(INFORMATION GIVEN Opens)

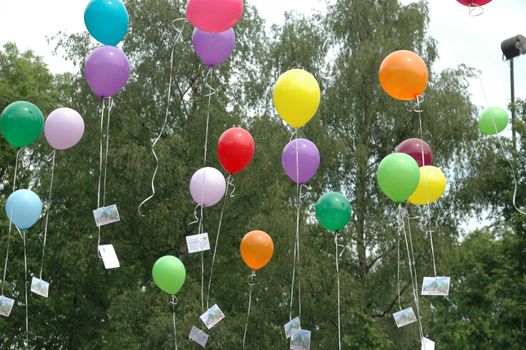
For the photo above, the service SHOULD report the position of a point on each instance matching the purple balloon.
(308, 160)
(64, 128)
(413, 147)
(107, 70)
(207, 186)
(213, 48)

(INFORMATION GIVEN Closes)

#### [YOUR TASK]
Please set down every record exactly as it appears, leaving out the pictures.

#### [FINISHED TASK]
For the photo above, the service SHOULD report the position of a point on each instance matching the purple balloon.
(308, 160)
(64, 128)
(413, 147)
(107, 70)
(207, 186)
(213, 48)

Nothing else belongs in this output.